[[ The input open ]]

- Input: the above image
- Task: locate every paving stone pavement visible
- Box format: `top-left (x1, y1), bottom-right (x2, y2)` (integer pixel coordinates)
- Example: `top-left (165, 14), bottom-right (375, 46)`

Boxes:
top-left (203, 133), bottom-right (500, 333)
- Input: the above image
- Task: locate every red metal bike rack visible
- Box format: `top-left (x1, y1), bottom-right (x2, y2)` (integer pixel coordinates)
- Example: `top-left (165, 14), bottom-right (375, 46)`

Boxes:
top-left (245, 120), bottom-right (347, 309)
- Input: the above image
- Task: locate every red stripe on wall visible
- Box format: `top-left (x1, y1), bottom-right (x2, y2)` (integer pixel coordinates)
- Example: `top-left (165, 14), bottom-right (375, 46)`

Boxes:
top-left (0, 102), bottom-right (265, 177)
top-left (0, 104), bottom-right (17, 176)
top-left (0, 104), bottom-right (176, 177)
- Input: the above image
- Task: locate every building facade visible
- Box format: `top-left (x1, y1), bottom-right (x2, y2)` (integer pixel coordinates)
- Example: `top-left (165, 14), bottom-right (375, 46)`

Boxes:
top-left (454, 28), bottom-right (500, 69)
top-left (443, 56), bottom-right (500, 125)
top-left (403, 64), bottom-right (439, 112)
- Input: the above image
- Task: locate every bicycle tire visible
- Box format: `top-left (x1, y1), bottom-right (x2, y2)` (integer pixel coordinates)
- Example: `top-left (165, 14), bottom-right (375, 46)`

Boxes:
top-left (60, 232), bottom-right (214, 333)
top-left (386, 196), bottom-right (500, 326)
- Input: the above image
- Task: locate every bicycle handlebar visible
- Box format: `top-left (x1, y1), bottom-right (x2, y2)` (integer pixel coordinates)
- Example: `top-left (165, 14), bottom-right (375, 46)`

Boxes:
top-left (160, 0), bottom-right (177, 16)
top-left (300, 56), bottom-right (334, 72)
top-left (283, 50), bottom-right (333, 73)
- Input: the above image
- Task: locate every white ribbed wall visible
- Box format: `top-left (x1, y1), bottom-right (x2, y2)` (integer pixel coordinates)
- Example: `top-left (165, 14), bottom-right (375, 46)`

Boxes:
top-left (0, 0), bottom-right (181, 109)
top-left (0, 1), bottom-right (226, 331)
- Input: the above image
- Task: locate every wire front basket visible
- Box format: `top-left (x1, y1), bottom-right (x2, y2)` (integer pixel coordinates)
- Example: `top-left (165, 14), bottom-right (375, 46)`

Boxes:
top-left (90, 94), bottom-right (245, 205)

[[ The input closed ]]

■ **Exercise requirements**:
Your reply should consist of one number: how many lines above contain the word "every".

■ **Exercise output**:
8